* SHORT EXERCISE *
Output every line of the entries from the line containing "In this exercise you will find the concrete curb" through the last, exactly, with no other content.
>>>
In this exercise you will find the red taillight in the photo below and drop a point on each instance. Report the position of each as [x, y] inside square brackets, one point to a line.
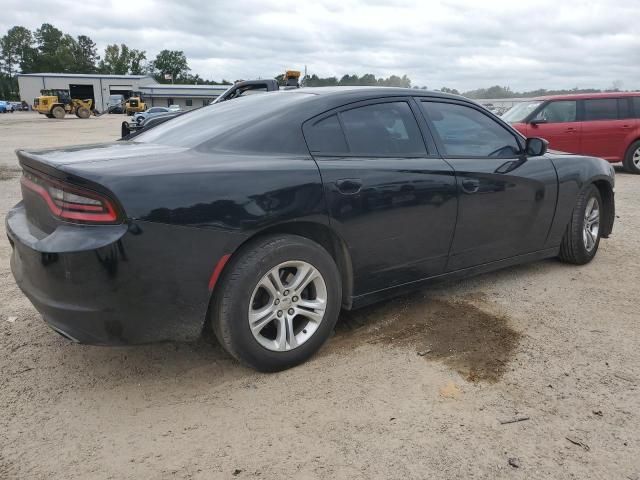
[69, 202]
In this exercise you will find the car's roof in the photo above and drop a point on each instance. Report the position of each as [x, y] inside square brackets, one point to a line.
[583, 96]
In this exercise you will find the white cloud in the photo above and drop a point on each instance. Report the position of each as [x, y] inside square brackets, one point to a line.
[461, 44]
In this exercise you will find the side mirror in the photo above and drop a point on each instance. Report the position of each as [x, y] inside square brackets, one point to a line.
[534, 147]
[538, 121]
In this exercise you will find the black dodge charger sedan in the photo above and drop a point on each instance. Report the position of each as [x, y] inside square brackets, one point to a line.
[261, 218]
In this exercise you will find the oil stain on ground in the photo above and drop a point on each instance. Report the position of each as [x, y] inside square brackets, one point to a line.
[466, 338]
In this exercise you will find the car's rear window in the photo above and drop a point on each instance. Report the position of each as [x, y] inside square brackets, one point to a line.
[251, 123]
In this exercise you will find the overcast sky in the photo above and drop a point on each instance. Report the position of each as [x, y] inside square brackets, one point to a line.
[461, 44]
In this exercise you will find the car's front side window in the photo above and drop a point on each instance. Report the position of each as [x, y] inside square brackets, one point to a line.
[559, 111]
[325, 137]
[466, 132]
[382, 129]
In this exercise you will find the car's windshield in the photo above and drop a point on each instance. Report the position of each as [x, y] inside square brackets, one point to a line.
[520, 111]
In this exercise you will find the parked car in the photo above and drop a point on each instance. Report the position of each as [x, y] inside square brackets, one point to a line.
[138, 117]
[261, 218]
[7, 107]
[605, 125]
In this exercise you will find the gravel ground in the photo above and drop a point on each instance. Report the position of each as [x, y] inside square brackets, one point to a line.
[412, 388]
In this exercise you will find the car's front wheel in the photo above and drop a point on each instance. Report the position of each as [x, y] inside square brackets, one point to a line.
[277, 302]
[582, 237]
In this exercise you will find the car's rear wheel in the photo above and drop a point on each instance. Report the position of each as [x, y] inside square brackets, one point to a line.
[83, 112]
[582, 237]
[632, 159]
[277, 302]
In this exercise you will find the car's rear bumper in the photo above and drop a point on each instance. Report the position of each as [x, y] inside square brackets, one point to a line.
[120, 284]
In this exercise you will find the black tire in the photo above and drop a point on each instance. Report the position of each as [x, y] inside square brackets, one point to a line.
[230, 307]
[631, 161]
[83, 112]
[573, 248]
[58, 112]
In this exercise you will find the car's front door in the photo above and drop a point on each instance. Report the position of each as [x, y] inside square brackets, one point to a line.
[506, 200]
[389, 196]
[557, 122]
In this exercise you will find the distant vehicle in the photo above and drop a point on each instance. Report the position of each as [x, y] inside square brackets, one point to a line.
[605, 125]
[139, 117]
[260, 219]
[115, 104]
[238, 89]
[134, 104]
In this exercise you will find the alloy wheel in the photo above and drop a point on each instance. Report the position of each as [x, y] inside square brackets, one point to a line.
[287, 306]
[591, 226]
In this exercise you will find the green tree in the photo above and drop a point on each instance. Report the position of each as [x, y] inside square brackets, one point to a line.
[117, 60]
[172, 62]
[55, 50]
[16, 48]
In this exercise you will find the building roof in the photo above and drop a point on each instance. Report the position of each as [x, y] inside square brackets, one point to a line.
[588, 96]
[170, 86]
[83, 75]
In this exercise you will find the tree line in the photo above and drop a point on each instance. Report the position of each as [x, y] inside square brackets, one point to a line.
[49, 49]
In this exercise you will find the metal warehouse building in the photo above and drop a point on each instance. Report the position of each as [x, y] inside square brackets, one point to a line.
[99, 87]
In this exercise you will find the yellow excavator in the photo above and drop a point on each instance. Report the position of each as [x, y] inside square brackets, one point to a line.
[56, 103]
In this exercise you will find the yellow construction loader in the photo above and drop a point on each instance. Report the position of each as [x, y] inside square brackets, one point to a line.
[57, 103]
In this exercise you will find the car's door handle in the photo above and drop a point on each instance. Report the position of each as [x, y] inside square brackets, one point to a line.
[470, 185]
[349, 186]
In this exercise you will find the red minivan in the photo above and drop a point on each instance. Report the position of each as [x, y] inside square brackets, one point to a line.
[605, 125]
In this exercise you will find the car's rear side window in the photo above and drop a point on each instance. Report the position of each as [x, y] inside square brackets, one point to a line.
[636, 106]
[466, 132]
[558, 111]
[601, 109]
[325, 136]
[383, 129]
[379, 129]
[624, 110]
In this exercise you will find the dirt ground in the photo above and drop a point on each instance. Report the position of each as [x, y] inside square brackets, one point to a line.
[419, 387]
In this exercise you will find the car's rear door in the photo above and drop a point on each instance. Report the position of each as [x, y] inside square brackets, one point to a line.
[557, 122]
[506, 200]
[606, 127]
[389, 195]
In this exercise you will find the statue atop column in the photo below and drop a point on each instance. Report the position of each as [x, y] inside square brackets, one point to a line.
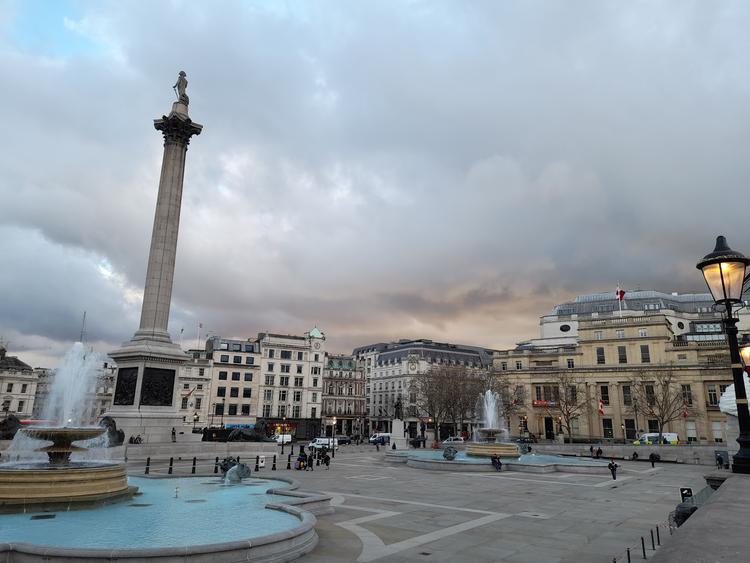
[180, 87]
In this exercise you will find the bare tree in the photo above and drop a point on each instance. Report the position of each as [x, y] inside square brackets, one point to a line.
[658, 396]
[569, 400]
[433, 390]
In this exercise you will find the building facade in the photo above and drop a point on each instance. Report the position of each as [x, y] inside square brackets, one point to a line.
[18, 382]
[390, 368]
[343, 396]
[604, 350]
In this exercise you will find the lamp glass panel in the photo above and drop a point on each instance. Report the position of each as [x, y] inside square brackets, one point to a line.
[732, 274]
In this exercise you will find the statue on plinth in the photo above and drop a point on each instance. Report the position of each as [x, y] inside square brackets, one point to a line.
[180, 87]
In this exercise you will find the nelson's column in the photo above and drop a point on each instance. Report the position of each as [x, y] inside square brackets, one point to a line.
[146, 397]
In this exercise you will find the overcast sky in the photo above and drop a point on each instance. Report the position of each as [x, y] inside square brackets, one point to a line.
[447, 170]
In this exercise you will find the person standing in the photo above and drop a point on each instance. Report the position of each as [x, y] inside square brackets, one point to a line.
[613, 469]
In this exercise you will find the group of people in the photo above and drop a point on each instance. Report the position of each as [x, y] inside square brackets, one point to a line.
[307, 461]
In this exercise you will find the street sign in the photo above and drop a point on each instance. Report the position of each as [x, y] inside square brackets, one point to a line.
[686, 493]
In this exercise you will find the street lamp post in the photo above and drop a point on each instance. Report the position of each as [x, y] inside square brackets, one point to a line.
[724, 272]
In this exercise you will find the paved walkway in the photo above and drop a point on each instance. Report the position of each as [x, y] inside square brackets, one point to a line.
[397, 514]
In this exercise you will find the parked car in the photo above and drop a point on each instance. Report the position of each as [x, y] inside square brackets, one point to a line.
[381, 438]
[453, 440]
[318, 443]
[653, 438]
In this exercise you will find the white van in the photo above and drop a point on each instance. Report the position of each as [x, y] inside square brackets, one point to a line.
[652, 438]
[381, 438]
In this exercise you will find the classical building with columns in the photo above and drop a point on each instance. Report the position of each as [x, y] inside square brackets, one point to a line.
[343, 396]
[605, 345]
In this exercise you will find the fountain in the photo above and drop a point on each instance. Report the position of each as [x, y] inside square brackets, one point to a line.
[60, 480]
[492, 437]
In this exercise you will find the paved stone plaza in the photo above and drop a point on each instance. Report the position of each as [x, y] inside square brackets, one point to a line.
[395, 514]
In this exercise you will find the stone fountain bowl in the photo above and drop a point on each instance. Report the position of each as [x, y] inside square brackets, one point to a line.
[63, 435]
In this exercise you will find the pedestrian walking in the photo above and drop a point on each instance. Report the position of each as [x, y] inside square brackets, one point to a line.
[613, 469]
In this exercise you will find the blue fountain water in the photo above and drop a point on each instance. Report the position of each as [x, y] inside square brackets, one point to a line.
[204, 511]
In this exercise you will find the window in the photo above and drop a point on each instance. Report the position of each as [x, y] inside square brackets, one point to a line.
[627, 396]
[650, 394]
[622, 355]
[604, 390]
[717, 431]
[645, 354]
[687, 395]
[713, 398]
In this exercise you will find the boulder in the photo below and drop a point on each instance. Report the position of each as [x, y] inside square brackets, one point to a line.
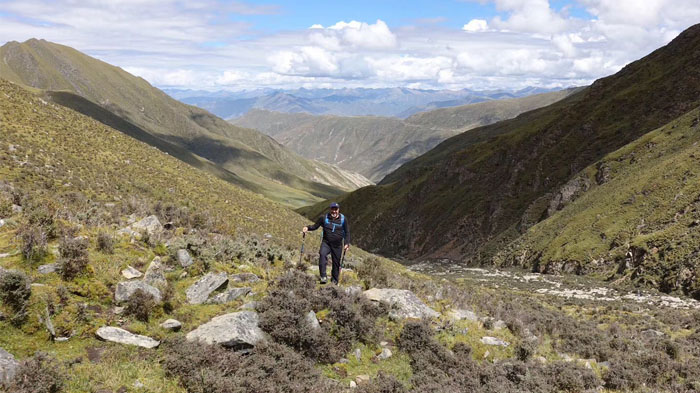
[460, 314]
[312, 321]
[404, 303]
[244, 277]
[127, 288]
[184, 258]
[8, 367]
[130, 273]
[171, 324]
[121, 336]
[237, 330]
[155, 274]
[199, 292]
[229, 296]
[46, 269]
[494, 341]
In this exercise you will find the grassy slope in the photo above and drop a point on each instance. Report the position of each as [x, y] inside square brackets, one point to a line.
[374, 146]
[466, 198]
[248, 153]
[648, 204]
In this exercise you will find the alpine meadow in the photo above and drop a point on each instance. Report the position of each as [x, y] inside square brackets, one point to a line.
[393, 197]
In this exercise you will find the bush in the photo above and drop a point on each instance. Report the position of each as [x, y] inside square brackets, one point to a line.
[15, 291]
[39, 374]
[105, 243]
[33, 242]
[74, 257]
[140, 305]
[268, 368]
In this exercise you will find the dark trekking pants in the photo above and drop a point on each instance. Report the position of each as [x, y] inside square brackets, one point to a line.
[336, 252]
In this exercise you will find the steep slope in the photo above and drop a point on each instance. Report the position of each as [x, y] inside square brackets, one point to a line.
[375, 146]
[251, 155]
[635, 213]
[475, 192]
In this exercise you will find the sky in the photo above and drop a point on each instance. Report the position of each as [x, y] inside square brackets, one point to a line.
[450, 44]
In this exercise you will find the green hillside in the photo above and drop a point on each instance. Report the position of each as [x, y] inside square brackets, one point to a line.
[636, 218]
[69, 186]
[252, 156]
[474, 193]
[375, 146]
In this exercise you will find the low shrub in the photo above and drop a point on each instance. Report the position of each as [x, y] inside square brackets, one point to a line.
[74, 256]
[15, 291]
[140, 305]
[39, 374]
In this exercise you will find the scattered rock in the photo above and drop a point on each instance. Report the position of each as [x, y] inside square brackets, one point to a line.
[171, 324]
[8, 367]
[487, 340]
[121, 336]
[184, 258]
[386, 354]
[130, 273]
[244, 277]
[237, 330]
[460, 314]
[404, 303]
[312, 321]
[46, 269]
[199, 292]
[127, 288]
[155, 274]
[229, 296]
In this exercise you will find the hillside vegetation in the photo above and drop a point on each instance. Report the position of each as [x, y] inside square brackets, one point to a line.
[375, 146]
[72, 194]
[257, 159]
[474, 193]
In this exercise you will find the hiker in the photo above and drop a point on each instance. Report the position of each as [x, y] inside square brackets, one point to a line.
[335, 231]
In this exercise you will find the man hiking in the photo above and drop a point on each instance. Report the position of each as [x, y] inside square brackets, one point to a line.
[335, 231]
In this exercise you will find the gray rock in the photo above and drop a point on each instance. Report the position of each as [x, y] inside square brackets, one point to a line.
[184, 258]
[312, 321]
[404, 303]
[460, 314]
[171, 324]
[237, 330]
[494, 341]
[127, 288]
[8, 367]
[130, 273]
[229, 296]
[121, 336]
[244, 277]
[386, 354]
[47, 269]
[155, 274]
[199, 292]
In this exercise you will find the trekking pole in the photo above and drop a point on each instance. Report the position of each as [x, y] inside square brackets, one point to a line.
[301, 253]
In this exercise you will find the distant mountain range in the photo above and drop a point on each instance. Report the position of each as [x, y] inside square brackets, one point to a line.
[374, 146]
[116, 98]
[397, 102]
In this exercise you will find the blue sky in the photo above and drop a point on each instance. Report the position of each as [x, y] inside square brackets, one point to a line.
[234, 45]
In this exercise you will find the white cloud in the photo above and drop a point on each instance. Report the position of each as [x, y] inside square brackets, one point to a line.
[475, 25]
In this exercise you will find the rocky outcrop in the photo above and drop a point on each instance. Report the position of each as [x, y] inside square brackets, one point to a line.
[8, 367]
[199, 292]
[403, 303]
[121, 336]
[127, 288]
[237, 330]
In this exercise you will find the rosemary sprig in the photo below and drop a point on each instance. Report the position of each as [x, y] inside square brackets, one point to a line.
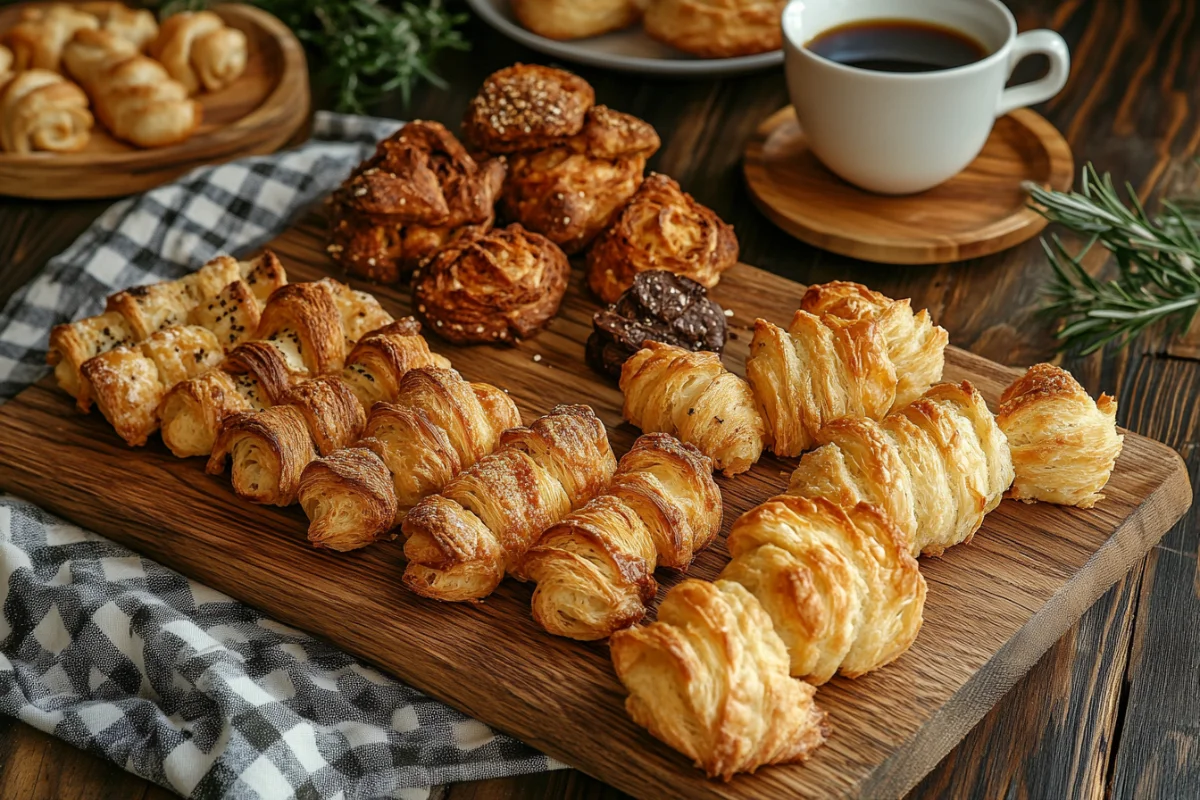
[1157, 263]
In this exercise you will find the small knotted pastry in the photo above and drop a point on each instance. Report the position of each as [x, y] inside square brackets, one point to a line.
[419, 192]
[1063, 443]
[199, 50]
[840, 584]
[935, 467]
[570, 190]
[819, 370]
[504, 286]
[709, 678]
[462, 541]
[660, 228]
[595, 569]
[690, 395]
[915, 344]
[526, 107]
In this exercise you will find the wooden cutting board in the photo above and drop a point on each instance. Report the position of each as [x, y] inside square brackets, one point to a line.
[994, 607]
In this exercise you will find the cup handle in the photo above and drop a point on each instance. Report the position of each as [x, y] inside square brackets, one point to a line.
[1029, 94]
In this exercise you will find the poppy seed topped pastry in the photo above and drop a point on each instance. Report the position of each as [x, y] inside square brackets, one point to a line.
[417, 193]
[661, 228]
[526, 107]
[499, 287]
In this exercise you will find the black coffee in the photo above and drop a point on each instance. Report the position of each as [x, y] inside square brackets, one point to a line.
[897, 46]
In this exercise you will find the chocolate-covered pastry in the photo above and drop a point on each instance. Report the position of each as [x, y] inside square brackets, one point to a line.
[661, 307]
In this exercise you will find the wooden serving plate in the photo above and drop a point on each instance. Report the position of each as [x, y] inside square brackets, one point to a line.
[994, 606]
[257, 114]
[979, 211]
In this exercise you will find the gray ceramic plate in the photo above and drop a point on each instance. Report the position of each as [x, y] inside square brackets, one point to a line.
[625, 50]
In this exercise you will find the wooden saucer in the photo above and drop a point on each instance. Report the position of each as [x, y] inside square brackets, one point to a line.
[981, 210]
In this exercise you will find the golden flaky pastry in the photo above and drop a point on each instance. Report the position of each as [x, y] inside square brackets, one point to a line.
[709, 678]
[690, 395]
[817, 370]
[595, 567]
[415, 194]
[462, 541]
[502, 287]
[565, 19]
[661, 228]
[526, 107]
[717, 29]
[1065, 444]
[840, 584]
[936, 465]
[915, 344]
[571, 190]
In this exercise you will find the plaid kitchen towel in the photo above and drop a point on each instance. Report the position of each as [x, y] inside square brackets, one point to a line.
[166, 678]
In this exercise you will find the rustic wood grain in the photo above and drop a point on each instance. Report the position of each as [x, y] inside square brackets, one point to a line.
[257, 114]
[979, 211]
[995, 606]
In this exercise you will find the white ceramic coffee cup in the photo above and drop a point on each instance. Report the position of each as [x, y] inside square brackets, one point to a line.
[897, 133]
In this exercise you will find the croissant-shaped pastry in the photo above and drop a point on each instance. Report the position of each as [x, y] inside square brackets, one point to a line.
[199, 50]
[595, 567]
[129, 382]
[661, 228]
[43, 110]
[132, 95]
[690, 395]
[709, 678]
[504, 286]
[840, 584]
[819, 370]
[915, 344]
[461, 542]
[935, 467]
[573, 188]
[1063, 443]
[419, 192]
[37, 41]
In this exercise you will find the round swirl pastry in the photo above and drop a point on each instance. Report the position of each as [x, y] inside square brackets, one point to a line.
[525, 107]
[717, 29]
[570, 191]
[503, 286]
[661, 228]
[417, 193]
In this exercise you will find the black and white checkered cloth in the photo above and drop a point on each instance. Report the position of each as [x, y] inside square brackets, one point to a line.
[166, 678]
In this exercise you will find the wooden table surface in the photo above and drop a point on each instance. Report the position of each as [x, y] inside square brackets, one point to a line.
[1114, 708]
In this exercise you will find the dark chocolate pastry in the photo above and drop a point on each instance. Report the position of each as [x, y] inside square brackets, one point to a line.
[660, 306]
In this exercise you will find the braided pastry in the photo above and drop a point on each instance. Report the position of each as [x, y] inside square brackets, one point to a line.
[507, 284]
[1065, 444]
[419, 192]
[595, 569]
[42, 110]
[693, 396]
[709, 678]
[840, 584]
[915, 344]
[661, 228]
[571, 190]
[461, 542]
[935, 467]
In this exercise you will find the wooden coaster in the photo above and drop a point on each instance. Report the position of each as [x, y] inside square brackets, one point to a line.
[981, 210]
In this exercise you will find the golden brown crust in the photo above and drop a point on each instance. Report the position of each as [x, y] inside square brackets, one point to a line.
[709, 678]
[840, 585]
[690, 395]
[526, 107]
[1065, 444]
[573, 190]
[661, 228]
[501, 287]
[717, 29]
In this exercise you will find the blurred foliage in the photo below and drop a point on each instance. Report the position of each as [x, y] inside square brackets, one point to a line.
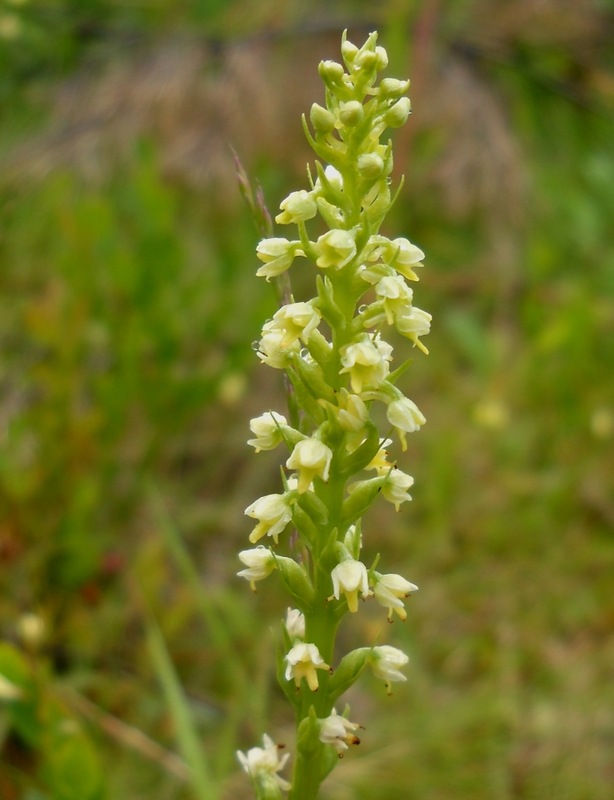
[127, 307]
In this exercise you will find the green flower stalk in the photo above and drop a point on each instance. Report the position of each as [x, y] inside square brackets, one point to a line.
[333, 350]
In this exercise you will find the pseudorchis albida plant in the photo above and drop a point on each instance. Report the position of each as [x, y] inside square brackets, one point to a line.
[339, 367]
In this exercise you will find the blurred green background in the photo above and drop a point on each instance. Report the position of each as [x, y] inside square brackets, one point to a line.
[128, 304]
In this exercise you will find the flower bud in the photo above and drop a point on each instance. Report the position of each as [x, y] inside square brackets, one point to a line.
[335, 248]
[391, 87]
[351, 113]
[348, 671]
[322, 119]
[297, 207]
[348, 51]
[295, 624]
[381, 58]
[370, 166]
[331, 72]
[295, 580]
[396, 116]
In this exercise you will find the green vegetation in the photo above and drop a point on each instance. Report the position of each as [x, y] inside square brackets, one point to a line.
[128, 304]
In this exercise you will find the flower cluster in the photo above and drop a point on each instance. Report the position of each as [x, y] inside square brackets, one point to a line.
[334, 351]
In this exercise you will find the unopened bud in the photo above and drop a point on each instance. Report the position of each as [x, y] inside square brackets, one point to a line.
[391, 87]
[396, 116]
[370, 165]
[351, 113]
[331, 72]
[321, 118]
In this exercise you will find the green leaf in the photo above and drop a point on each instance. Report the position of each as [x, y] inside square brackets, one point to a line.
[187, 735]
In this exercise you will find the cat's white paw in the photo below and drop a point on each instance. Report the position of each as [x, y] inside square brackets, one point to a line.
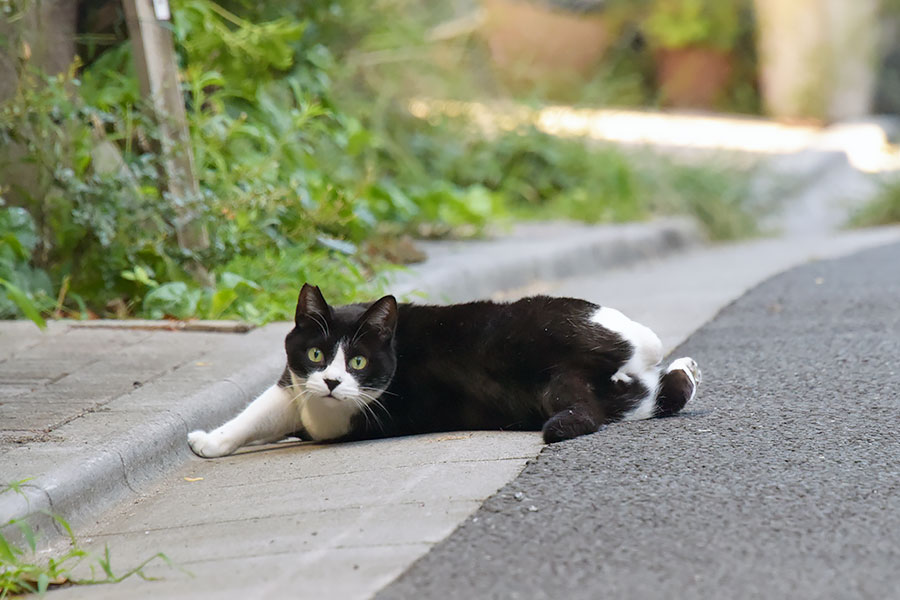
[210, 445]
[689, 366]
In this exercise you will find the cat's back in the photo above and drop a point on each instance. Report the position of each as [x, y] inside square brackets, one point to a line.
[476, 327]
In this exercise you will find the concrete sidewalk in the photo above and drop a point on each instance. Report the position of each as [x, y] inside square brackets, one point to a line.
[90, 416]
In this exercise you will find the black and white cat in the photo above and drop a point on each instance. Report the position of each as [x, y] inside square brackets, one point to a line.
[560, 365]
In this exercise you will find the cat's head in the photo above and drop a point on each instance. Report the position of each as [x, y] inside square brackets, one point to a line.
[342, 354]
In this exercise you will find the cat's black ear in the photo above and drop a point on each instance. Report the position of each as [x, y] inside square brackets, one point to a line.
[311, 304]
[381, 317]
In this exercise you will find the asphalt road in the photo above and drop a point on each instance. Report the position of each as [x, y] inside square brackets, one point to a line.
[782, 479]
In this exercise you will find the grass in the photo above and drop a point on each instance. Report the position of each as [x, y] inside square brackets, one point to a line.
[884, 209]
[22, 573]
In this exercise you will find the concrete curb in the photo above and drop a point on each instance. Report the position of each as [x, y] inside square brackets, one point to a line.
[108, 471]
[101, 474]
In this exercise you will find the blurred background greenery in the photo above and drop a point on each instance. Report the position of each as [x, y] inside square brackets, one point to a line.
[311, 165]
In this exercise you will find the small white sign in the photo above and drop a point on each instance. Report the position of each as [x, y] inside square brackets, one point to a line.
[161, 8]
<<<
* ANSWER BELOW *
In this exercise you will find the concrete curb in the photo above and drop a point on each instance. Report the position of each as [x, y] inside square brackets, one point to a line.
[108, 471]
[101, 474]
In this exercise you will find the blurred background greenery in the photo above and drop a point on each instance. Report the position of each as [x, y] inside square brackets, one point to a line.
[311, 165]
In this exercise you will find the small white sign in the photo above and drop a point on each instance. Report the position of each as [x, y] inside square brackets, one point to a line.
[161, 8]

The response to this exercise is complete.